## WRITTEN EXERCISE
State how many lines in the listing below contain the string "stem". Reply with the number only.

──────── DATA LISTING ────────

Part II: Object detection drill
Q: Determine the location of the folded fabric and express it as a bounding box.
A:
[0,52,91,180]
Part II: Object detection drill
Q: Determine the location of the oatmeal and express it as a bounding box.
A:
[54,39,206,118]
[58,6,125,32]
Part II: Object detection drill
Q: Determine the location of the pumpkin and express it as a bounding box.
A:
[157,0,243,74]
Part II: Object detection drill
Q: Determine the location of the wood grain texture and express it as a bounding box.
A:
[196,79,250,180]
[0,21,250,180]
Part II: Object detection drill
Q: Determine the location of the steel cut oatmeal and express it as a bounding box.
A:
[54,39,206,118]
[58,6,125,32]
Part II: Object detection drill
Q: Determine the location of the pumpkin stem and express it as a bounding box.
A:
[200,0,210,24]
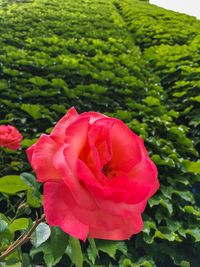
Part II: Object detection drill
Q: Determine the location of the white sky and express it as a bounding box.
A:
[150,0,200,19]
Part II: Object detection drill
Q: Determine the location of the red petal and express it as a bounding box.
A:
[79,111,108,124]
[27,134,61,182]
[53,147,96,210]
[110,119,142,172]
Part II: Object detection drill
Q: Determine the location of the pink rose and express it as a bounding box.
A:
[27,108,159,240]
[0,125,23,150]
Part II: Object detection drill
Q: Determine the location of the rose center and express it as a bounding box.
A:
[102,162,117,179]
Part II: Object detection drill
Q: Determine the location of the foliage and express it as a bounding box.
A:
[0,0,200,267]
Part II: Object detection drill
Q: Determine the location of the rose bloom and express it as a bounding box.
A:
[0,125,23,150]
[27,108,159,240]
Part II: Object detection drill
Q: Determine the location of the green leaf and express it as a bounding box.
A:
[27,189,43,208]
[31,223,51,248]
[87,238,99,264]
[20,172,39,189]
[96,240,127,259]
[30,227,68,267]
[183,206,200,217]
[143,96,160,107]
[0,175,29,194]
[66,236,83,267]
[0,220,8,233]
[50,227,68,264]
[29,76,49,87]
[9,218,29,233]
[21,104,42,120]
[183,160,200,174]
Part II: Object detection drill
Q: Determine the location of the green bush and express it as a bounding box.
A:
[0,0,200,267]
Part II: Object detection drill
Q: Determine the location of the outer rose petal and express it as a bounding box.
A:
[0,125,23,150]
[79,112,108,124]
[53,147,97,210]
[50,107,78,145]
[128,157,159,202]
[27,134,61,182]
[110,119,142,172]
[44,182,89,243]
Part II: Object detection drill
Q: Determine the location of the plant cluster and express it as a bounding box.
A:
[0,0,200,267]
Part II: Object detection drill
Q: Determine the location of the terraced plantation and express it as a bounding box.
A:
[0,0,200,267]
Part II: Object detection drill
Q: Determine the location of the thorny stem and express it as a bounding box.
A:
[0,214,45,262]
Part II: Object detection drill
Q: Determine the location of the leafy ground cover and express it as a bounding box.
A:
[0,0,200,267]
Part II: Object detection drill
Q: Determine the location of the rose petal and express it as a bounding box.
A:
[27,134,61,182]
[44,182,89,241]
[79,112,108,124]
[53,146,97,210]
[110,119,142,172]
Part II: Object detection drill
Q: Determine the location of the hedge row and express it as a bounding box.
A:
[115,0,200,266]
[0,0,200,267]
[114,0,200,49]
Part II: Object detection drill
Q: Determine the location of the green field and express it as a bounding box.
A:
[0,0,200,267]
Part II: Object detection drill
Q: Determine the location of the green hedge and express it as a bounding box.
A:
[0,0,200,267]
[114,0,200,49]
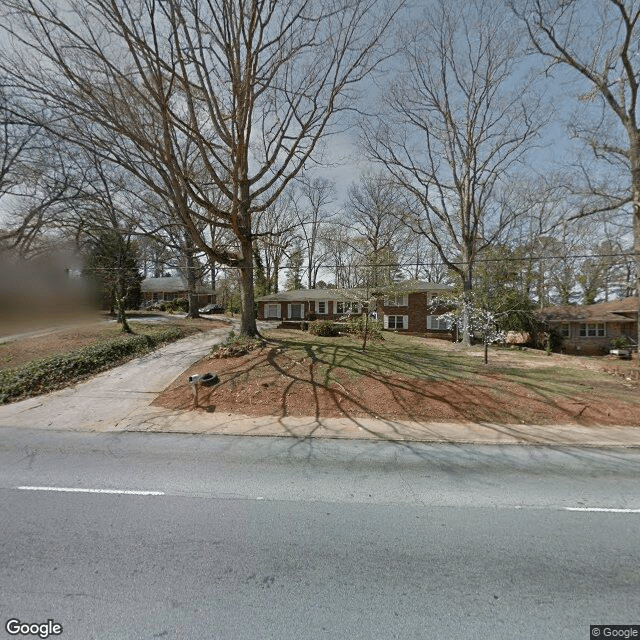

────────

## SOLUTION FOR THIS PROBLEM
2